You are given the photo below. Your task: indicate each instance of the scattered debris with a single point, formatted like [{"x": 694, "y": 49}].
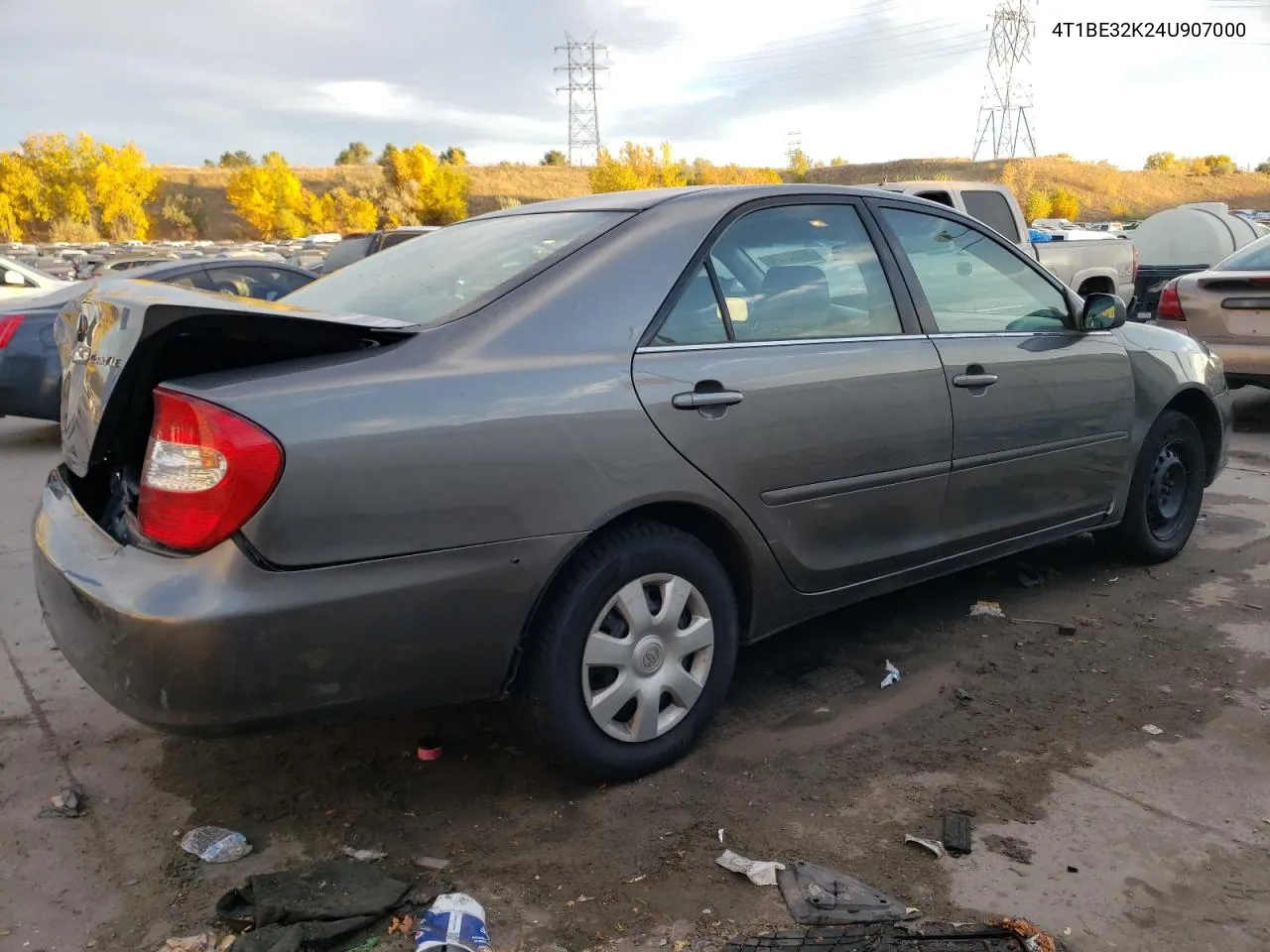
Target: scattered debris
[
  {"x": 214, "y": 844},
  {"x": 454, "y": 921},
  {"x": 931, "y": 844},
  {"x": 427, "y": 862},
  {"x": 820, "y": 896},
  {"x": 403, "y": 925},
  {"x": 68, "y": 802},
  {"x": 878, "y": 937},
  {"x": 429, "y": 749},
  {"x": 892, "y": 675},
  {"x": 985, "y": 610},
  {"x": 1034, "y": 939},
  {"x": 1064, "y": 627},
  {"x": 298, "y": 907},
  {"x": 365, "y": 856},
  {"x": 1010, "y": 847},
  {"x": 956, "y": 834},
  {"x": 761, "y": 873},
  {"x": 190, "y": 943}
]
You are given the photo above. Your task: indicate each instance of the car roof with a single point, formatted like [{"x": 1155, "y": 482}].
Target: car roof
[{"x": 642, "y": 199}]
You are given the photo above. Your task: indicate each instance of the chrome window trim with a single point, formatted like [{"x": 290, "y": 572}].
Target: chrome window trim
[{"x": 746, "y": 344}]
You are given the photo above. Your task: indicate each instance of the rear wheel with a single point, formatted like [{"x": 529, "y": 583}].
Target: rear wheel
[
  {"x": 633, "y": 654},
  {"x": 1166, "y": 493}
]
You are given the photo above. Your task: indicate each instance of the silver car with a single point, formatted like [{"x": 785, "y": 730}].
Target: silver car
[{"x": 579, "y": 452}]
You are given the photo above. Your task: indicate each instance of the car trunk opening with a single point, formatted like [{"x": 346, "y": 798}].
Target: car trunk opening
[{"x": 118, "y": 343}]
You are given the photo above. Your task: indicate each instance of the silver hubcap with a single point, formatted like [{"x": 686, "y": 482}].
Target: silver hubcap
[{"x": 647, "y": 657}]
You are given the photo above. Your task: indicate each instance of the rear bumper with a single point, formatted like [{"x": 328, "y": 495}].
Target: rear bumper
[
  {"x": 1225, "y": 412},
  {"x": 214, "y": 642}
]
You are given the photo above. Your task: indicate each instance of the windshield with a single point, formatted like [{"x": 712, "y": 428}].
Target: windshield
[
  {"x": 425, "y": 282},
  {"x": 1254, "y": 257}
]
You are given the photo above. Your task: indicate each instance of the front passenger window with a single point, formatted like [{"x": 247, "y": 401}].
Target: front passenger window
[{"x": 971, "y": 282}]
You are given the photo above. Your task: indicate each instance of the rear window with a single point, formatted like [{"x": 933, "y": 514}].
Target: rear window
[
  {"x": 992, "y": 209},
  {"x": 426, "y": 282},
  {"x": 1254, "y": 257},
  {"x": 348, "y": 250}
]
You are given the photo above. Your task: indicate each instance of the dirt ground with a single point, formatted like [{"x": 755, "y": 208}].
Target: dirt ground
[{"x": 1082, "y": 820}]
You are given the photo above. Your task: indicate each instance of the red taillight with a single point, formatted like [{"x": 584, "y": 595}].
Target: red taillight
[
  {"x": 9, "y": 324},
  {"x": 204, "y": 475},
  {"x": 1170, "y": 306}
]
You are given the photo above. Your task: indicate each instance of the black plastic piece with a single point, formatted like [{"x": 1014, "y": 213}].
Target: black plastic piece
[
  {"x": 820, "y": 896},
  {"x": 956, "y": 834}
]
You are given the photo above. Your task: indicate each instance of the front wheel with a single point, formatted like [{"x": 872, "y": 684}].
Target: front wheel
[
  {"x": 633, "y": 654},
  {"x": 1165, "y": 494}
]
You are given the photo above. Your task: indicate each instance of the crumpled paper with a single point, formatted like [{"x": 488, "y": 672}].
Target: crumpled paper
[{"x": 761, "y": 873}]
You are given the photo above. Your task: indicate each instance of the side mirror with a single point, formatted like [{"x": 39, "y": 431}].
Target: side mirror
[{"x": 1102, "y": 312}]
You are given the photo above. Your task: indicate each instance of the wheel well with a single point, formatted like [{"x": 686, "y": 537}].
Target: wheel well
[
  {"x": 694, "y": 520},
  {"x": 1201, "y": 409},
  {"x": 1097, "y": 285}
]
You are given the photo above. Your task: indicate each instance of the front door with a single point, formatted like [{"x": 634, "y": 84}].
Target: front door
[
  {"x": 785, "y": 371},
  {"x": 1042, "y": 412}
]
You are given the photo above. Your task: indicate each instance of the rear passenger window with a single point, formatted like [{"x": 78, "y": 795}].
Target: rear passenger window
[
  {"x": 992, "y": 209},
  {"x": 695, "y": 317},
  {"x": 804, "y": 271}
]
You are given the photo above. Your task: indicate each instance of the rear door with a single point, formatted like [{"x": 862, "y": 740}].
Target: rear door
[
  {"x": 786, "y": 370},
  {"x": 1042, "y": 412}
]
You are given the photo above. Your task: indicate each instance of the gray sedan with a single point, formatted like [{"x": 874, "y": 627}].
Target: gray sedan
[{"x": 580, "y": 452}]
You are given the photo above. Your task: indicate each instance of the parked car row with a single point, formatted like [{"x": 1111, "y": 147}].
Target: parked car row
[{"x": 578, "y": 453}]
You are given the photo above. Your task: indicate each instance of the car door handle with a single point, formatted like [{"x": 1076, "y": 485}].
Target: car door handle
[
  {"x": 973, "y": 381},
  {"x": 697, "y": 400}
]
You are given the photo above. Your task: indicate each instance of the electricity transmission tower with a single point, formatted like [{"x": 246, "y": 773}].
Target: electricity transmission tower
[
  {"x": 1005, "y": 122},
  {"x": 580, "y": 71},
  {"x": 794, "y": 145}
]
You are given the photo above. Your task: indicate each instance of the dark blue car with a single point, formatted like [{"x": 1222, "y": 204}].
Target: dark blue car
[{"x": 31, "y": 372}]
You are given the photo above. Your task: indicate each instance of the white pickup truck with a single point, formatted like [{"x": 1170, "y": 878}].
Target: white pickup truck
[{"x": 1083, "y": 266}]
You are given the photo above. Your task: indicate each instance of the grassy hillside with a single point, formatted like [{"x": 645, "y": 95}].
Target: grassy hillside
[{"x": 1101, "y": 190}]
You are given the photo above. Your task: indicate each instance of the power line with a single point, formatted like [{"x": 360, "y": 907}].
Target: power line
[
  {"x": 580, "y": 71},
  {"x": 1003, "y": 113}
]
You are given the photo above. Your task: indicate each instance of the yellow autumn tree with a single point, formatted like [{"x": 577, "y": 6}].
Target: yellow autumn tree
[
  {"x": 341, "y": 212},
  {"x": 422, "y": 189},
  {"x": 1065, "y": 204},
  {"x": 19, "y": 195},
  {"x": 122, "y": 184},
  {"x": 270, "y": 198},
  {"x": 636, "y": 168},
  {"x": 706, "y": 173},
  {"x": 64, "y": 169}
]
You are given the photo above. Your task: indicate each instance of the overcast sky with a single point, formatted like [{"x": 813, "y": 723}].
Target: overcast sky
[{"x": 866, "y": 80}]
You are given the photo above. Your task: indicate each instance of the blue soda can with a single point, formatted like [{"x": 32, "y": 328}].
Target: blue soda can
[{"x": 453, "y": 923}]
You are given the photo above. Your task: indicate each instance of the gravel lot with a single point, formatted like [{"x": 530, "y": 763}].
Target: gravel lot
[{"x": 1166, "y": 834}]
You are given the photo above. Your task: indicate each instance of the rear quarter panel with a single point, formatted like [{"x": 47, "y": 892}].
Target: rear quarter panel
[{"x": 520, "y": 420}]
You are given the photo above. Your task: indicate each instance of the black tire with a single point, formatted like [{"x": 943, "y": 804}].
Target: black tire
[
  {"x": 548, "y": 694},
  {"x": 1156, "y": 524}
]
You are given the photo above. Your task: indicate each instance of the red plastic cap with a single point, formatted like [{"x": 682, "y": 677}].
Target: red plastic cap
[
  {"x": 9, "y": 325},
  {"x": 1170, "y": 306},
  {"x": 206, "y": 472}
]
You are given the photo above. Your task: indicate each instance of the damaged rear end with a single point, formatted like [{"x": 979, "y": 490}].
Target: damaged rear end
[{"x": 155, "y": 466}]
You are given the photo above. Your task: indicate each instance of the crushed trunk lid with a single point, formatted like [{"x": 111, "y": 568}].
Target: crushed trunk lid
[{"x": 109, "y": 338}]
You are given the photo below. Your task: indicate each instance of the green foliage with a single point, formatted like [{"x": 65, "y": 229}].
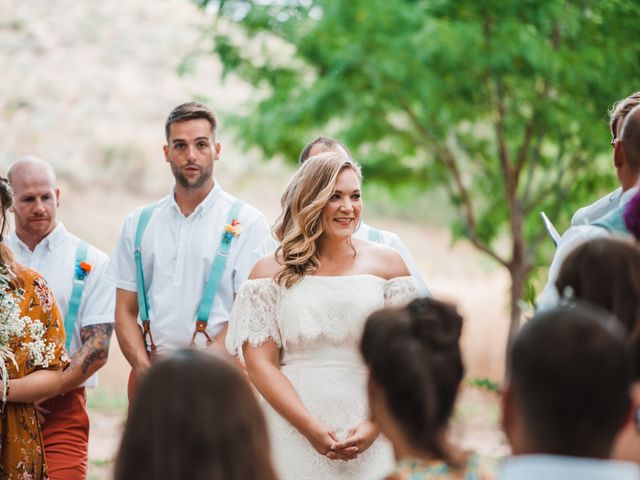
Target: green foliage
[
  {"x": 502, "y": 102},
  {"x": 484, "y": 384}
]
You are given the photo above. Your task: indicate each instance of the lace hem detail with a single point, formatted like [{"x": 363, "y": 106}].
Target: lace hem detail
[
  {"x": 400, "y": 291},
  {"x": 253, "y": 318}
]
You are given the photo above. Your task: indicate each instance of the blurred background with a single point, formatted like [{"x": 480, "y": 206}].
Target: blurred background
[{"x": 468, "y": 119}]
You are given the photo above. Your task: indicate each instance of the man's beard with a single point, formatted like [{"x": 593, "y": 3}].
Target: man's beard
[{"x": 184, "y": 182}]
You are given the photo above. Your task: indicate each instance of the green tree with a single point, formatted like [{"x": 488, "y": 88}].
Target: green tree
[{"x": 502, "y": 102}]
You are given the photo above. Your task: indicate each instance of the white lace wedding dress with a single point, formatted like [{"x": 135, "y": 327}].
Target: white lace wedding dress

______________________________

▶ [Task description] Write out exactly the lines that run from the one containing "the green tree" to the end of the records, both end lines included.

▶ [Response area]
You are given the photo above. Your task: indicate each instance of the green tree with a single point, formatted like [{"x": 488, "y": 88}].
Target: green tree
[{"x": 502, "y": 102}]
You are given the photo above. Your task: indicate each instance of the white lace wedding dress with a single point, formatted like [{"x": 135, "y": 327}].
Target: white lace wedding dress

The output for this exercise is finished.